THE PROBLEM | From the article on building strong brands during the COVID-19 crisis, print the passage word for word, starting at "With the resumption" and ending at "the ‘new’ normal.".

TEXT SEGMENT |
══════
In Colombo, as the lockdown was suddenly announced, there was panic buying to ensure there were enough food supplies in homes. The demand for online orders shot up in a matter of hours. Most of the brands could not cope
- Shemara Stephen and Ruchi Gunewardene of Brand Finance provide some insights on what it takes to develop strong brands in a crisis
For nearly three months now, Sri Lanka has been battling the deadly COVID-19 outbreak that surprised the world with its rapid spread. In addition to loss of lives, this pandemic has posed a very real threat to the economy with a lengthy global recession to follow soon. We have seen the emergence of many trends in customer behaviour within this short time span, many of which will most likely continue in the foreseeable future.
With the resumption of state and private sector activities, people are both concerned about their economic standing as well as their health, and for brands the attention will now turn to the ways in which they respond beyond the crisis phase to what is now being termed the ‘new’ normal.
The 2020 Sri Lanka’s Most Valuable Brands report released by Brand Finance recorded a brand value decline of 4% due to an increase in the country risk factors even prior to COVID-19. In 2021 Brand Finance is estimating a further drop in brand value at a minimum of 9.5% due to COVID-19. Hence, based on the category that brands are operating within, we expect them to either thrive in the new environment, strive to be able to maintain their position or merely be in survival mode next year. There is no doubt that the year ahead will be the most tumultuous that will be faced. The question is what brands should be doing in such uncertain times.
Uncertainty demands that brands make short term response plans and adapt as new evidence and factors present themselves. But a strong brand will all the while remain consistent with its values and beliefs whilst maintaining a sense of responsibility to customers. So, whilst reducing losses and adapting to the new challenges, the key is to be able to stay true to the core essence of the brand meaning and building customer empathy.
In a crisis, customers need to be reassured that when they turn to the brand they have always trusted, that they will deliver in this ‘new’ normal situation. Efficient customer service and customer care is therefore vital. Brands must know how to adapt and be ready to support their customer’s needs. Being agile at these times of uncertainty is key to maintaining relationships with customers and building brand strength. The brand mantra should be “you can’t stop the waves, but you can learn to surf.”
Agility is the ability to compete and thrive by quickly responding to new market trends, customer expectations and emerging opportunities with innovative business solutions. This will maintain and improve brand strength and value.
══════
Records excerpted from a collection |
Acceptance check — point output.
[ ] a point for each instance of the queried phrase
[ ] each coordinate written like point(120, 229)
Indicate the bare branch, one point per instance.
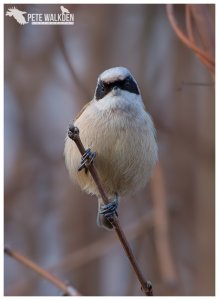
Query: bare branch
point(207, 59)
point(67, 289)
point(146, 286)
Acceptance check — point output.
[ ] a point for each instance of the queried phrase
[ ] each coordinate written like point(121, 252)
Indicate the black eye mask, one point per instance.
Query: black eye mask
point(103, 88)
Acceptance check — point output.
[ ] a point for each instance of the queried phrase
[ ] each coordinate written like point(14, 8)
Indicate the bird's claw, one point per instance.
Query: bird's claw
point(86, 159)
point(109, 210)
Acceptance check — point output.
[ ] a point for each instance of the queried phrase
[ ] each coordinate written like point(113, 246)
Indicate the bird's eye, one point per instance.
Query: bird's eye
point(127, 83)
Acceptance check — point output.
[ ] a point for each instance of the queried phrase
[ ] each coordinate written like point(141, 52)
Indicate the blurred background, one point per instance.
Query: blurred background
point(50, 74)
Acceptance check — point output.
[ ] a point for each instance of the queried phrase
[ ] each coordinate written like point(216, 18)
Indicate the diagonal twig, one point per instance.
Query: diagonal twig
point(208, 60)
point(146, 286)
point(67, 289)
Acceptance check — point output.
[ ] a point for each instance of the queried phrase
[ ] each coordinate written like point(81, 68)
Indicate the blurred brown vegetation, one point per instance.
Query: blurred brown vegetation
point(50, 73)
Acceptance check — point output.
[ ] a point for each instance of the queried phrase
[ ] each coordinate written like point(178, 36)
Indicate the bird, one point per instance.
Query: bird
point(64, 10)
point(17, 14)
point(120, 138)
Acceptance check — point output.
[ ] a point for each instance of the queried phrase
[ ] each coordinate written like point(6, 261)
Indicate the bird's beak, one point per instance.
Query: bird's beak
point(116, 91)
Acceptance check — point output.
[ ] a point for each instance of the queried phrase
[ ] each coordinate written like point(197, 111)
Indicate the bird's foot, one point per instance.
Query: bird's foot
point(109, 210)
point(87, 159)
point(73, 132)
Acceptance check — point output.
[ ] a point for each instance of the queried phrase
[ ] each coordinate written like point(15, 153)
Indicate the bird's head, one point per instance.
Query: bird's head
point(115, 82)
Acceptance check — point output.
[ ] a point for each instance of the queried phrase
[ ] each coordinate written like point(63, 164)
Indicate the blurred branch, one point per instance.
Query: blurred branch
point(95, 250)
point(200, 14)
point(67, 290)
point(146, 286)
point(166, 264)
point(83, 89)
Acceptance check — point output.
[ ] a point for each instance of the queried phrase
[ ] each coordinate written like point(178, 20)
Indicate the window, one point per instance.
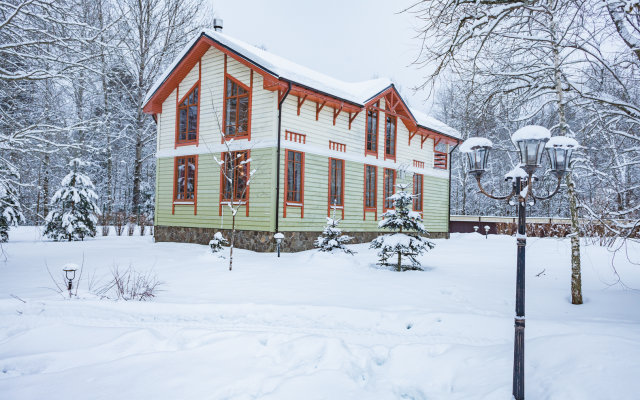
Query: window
point(234, 177)
point(236, 109)
point(336, 183)
point(390, 138)
point(188, 117)
point(185, 179)
point(418, 180)
point(372, 131)
point(370, 179)
point(389, 187)
point(295, 176)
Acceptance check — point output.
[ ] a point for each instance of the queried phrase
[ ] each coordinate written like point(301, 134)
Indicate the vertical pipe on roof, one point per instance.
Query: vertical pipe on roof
point(278, 155)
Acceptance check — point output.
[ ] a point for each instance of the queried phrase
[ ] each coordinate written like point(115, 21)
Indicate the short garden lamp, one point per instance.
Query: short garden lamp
point(70, 274)
point(279, 237)
point(477, 150)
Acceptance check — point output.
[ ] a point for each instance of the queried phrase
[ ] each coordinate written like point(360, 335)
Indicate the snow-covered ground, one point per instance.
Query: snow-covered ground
point(315, 326)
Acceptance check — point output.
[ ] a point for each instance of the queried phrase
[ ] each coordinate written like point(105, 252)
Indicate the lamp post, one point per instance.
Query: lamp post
point(278, 237)
point(70, 274)
point(530, 141)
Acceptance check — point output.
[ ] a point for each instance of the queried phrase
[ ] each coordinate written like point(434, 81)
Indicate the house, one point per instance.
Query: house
point(315, 143)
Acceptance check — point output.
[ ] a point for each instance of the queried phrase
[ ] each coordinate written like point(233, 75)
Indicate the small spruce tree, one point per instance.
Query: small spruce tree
point(332, 237)
point(407, 243)
point(73, 214)
point(10, 209)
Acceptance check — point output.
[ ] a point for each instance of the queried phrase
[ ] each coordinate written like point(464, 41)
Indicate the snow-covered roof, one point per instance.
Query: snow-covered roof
point(355, 92)
point(473, 142)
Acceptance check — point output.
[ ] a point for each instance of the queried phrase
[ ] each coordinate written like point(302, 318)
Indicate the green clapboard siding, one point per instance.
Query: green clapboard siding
point(316, 186)
point(262, 197)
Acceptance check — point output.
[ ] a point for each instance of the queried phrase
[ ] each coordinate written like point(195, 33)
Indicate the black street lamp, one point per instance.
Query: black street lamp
point(530, 142)
point(279, 237)
point(70, 274)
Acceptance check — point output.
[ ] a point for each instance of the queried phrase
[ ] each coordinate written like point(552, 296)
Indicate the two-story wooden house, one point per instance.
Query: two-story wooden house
point(314, 141)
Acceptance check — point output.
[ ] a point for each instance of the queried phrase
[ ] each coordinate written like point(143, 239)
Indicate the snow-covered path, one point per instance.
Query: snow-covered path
point(316, 326)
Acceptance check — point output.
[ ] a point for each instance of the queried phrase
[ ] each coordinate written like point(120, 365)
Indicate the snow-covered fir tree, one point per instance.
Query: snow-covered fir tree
point(73, 214)
point(217, 242)
point(10, 209)
point(332, 237)
point(407, 243)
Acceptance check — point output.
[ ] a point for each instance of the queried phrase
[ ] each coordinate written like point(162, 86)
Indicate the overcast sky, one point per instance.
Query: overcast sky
point(352, 40)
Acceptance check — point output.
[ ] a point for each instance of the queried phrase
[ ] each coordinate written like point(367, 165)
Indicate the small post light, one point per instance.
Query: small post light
point(477, 150)
point(279, 237)
point(559, 150)
point(70, 274)
point(530, 141)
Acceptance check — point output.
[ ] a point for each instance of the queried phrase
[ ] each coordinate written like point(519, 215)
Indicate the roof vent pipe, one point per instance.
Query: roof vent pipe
point(217, 24)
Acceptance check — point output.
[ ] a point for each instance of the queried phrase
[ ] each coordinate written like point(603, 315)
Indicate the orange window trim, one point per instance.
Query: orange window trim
point(366, 131)
point(185, 201)
point(375, 192)
point(234, 155)
point(286, 184)
point(386, 194)
point(179, 101)
point(249, 89)
point(329, 205)
point(395, 137)
point(420, 178)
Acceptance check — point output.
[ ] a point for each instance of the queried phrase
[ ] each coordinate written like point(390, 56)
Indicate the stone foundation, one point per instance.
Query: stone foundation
point(259, 241)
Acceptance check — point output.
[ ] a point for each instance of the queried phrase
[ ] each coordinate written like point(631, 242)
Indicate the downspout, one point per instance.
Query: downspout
point(278, 156)
point(449, 199)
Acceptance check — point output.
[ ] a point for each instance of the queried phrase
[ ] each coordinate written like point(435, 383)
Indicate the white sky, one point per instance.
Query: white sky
point(352, 40)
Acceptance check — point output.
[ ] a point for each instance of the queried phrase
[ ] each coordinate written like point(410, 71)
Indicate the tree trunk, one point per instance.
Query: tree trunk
point(233, 238)
point(576, 279)
point(576, 275)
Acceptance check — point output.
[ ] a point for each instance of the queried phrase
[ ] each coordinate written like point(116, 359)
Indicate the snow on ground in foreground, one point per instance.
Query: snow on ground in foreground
point(317, 326)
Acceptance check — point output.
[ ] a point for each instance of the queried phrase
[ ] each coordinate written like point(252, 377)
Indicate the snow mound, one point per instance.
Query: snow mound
point(563, 142)
point(531, 132)
point(468, 145)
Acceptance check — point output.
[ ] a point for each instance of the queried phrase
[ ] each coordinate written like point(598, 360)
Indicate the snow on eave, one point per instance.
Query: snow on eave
point(355, 93)
point(428, 122)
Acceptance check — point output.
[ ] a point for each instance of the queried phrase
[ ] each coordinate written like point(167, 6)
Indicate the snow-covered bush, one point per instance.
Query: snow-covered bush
point(217, 242)
point(73, 214)
point(407, 243)
point(332, 238)
point(10, 210)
══════
COMPLETED EXERCISE |
With the resumption of state and private sector activities, people are both concerned about their economic standing as well as their health, and for brands the attention will now turn to the ways in which they respond beyond the crisis phase to what is now being termed the ‘new’ normal.